Please retype, word for word, the lines below from the one holding "Target: bald head in audience" through the one holding "xmin=26 ymin=506 xmax=764 ymax=532", with both of those lines included.
________
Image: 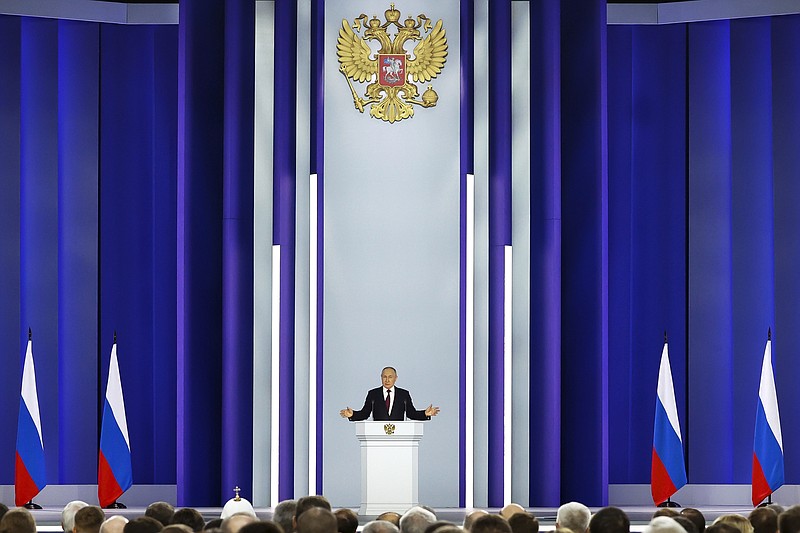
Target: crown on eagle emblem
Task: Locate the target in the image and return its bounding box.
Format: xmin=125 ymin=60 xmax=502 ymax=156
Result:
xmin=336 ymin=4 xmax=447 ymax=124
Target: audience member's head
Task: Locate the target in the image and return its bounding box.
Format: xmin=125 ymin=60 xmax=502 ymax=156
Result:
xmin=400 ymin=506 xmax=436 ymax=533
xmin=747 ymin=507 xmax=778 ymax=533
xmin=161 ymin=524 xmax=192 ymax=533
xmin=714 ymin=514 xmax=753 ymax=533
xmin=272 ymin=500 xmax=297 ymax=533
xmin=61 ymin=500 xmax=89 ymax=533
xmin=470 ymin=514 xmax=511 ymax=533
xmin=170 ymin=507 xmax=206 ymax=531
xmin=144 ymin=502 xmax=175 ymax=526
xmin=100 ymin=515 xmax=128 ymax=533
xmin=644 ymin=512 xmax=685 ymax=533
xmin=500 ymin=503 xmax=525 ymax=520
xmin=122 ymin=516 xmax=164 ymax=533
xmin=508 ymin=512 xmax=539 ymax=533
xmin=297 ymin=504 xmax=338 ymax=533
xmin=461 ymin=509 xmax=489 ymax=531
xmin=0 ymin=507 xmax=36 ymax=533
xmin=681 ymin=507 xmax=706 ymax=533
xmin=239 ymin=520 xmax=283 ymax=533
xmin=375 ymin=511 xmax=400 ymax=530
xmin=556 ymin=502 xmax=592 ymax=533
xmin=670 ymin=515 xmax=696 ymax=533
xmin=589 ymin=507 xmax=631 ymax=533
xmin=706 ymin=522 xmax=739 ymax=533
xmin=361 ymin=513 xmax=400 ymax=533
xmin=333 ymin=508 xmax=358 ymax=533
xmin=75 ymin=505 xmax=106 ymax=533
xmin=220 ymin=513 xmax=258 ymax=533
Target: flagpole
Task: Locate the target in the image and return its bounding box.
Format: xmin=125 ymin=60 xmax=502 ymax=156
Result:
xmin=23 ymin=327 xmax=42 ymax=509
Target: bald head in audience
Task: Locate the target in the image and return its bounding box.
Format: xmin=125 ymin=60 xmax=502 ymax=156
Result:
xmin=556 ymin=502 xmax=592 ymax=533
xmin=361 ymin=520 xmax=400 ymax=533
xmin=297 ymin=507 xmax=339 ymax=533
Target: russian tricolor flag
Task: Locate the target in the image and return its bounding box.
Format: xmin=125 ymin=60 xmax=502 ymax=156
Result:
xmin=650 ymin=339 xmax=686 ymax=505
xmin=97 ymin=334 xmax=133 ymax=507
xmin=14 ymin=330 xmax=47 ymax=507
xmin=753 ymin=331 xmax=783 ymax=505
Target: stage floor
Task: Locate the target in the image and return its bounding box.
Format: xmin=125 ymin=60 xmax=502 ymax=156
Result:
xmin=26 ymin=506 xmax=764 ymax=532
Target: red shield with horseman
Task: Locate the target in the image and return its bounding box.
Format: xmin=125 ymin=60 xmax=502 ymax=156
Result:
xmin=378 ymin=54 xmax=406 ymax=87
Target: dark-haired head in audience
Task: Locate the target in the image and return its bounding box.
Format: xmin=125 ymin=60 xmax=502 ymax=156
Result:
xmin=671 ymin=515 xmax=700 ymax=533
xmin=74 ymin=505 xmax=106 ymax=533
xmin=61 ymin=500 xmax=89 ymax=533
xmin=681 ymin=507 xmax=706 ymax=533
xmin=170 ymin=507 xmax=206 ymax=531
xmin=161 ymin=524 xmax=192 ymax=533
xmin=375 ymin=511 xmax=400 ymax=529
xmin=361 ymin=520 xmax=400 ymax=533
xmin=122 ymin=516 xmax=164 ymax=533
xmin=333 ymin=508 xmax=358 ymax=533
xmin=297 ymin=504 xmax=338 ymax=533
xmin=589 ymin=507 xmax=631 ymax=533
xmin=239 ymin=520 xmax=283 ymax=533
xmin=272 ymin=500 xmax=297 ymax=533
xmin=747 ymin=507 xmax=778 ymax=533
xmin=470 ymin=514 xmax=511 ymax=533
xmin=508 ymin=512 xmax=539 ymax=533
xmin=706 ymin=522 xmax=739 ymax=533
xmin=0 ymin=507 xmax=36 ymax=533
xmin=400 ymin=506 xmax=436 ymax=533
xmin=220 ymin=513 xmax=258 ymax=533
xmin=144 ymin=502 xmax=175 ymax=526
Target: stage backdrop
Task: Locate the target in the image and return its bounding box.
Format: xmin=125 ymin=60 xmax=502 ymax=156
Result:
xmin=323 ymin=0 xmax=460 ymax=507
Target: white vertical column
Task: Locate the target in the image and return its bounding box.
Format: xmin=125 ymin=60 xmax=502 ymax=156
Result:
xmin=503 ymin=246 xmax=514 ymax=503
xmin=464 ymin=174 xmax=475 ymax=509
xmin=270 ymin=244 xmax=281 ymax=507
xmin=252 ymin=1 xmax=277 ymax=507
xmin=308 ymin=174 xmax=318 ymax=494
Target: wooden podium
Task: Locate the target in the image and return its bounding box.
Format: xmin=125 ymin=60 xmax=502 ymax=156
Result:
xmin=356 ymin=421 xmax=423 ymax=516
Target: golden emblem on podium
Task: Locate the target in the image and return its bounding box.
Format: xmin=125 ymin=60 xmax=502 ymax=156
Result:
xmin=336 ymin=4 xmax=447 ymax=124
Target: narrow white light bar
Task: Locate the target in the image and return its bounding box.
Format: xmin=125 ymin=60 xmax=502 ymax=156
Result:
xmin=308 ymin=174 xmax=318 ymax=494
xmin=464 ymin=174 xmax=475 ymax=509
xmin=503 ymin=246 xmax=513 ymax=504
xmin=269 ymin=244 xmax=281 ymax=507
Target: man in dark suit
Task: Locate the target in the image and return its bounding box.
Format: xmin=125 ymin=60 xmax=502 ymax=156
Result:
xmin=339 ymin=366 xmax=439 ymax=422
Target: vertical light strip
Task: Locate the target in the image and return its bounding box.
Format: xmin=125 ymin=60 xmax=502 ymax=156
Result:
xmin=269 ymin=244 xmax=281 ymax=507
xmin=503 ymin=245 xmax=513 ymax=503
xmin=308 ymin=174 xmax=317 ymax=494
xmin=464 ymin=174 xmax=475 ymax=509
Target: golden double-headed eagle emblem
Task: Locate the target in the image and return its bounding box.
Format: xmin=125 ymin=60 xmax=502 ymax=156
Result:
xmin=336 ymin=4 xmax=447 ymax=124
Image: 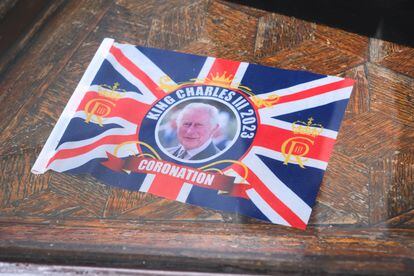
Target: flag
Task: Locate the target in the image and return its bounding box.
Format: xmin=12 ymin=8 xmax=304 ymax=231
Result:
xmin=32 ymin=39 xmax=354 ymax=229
________
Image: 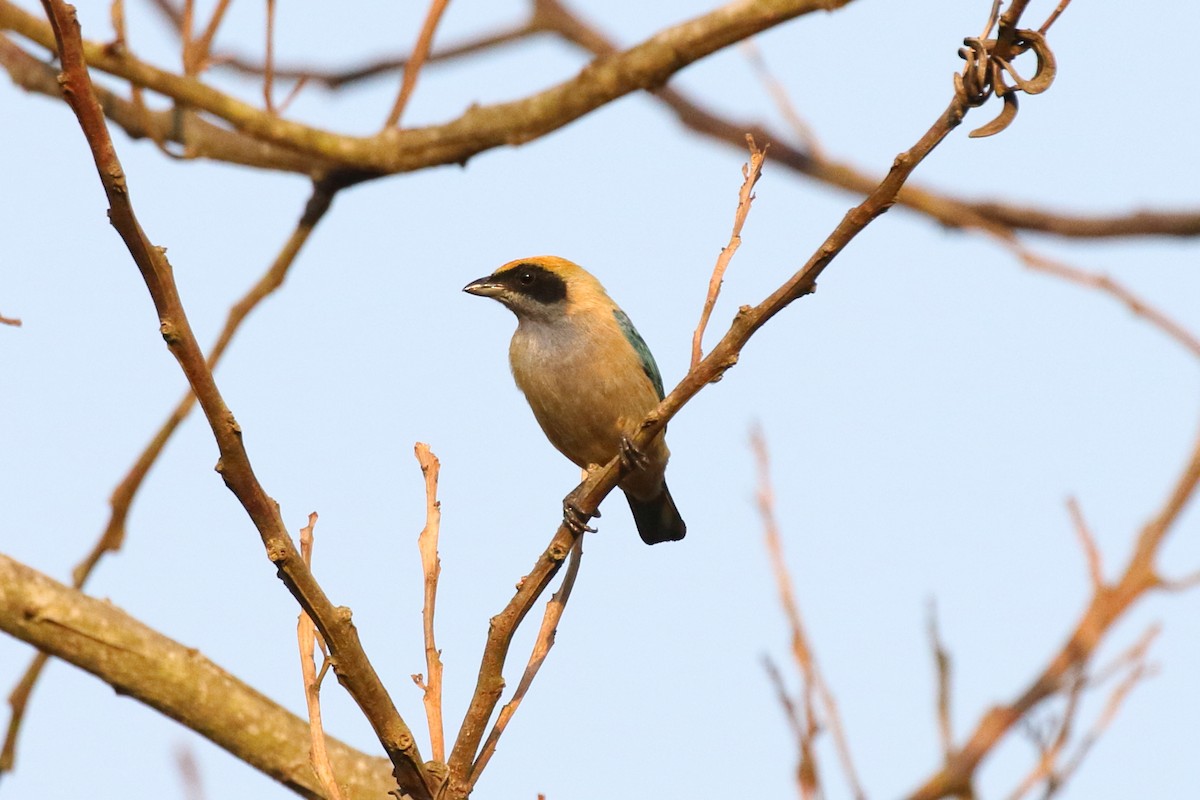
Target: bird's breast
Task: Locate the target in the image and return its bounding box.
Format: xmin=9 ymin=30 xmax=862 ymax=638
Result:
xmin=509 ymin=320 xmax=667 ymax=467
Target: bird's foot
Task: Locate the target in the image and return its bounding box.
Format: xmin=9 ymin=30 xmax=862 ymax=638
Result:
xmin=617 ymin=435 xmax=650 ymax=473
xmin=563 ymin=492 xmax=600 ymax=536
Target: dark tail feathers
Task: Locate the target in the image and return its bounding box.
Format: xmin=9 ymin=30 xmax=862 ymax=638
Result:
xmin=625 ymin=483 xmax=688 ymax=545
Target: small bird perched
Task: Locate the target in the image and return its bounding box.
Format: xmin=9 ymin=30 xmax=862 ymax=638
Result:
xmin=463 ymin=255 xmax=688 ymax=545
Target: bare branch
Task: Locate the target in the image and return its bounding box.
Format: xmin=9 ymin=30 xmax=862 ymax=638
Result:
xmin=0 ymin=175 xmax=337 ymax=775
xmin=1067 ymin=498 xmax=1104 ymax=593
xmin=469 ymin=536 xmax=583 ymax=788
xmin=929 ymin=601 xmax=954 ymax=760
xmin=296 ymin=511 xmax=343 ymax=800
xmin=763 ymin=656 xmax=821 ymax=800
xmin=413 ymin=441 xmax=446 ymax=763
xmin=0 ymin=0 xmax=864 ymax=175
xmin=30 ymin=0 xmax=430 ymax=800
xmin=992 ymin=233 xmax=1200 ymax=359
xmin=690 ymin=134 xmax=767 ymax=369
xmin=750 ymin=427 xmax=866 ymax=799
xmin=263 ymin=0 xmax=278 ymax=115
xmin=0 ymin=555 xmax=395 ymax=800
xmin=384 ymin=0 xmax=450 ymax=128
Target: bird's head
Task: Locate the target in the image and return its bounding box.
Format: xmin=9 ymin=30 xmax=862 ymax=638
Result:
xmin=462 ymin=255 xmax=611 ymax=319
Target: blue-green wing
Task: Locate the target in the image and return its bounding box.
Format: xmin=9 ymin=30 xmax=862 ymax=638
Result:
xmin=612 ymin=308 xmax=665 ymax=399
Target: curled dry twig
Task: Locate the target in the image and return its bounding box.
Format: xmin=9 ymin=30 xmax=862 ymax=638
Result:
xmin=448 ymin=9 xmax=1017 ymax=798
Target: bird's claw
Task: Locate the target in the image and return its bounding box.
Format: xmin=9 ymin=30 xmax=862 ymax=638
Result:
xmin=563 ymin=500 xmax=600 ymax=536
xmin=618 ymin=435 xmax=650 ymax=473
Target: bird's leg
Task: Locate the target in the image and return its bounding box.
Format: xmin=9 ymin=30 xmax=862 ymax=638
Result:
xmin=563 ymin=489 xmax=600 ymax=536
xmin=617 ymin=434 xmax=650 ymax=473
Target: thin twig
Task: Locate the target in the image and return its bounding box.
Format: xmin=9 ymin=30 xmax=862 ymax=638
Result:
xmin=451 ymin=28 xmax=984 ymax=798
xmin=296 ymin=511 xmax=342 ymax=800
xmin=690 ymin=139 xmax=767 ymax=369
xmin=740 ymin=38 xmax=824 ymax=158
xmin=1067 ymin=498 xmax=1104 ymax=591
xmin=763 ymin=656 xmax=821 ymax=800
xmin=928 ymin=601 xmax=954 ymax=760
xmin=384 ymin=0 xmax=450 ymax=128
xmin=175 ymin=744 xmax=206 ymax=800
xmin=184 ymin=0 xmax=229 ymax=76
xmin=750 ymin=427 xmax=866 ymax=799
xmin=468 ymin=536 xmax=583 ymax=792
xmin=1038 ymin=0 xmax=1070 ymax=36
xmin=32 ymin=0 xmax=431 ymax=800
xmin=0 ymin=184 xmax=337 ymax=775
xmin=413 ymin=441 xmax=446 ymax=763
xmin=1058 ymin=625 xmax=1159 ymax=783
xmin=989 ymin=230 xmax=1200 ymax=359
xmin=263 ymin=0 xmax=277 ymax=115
________
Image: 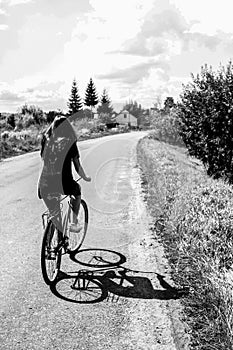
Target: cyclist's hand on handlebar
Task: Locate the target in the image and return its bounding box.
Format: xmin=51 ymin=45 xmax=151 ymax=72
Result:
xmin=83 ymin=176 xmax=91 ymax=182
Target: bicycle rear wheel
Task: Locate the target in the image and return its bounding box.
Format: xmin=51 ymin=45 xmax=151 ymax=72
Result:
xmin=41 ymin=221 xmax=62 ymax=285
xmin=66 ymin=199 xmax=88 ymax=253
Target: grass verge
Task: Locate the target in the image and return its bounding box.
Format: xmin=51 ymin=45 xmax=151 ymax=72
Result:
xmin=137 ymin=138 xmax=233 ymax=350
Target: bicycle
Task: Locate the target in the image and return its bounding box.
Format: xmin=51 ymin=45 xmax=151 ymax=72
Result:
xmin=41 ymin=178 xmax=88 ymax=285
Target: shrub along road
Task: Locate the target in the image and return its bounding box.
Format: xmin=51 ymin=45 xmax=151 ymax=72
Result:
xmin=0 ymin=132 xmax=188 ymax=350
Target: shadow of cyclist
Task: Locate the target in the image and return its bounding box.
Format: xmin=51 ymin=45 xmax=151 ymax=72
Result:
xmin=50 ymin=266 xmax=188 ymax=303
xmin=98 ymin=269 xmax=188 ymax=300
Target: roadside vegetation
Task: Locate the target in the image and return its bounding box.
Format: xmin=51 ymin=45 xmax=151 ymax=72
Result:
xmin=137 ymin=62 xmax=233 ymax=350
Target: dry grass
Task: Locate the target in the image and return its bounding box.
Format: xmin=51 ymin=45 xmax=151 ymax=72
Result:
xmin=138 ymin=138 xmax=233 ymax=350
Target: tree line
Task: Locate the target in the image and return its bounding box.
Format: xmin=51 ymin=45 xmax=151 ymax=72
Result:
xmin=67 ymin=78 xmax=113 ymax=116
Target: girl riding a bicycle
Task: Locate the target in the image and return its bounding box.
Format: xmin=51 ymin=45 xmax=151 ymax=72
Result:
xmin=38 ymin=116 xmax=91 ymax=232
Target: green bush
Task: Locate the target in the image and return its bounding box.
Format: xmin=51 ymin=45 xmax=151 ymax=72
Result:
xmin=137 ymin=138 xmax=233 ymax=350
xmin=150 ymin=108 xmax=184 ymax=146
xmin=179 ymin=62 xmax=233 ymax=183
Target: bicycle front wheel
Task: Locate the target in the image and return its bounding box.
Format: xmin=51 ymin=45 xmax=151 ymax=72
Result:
________
▸ In response
Target: bald head in audience
Task: Locate the target in the image and return its bounding box.
Format: xmin=125 ymin=60 xmax=502 ymax=156
Result:
xmin=556 ymin=502 xmax=592 ymax=533
xmin=361 ymin=520 xmax=400 ymax=533
xmin=297 ymin=507 xmax=339 ymax=533
Target: russian tricolor flag
Task: Locate the target in the image and return its bounding box.
Format: xmin=125 ymin=60 xmax=502 ymax=156
Result:
xmin=650 ymin=339 xmax=686 ymax=505
xmin=97 ymin=334 xmax=133 ymax=507
xmin=14 ymin=330 xmax=47 ymax=507
xmin=753 ymin=331 xmax=783 ymax=505
Target: stage floor
Task: Locate the target in the image and return its bounding box.
Format: xmin=125 ymin=60 xmax=502 ymax=156
Result:
xmin=26 ymin=506 xmax=764 ymax=532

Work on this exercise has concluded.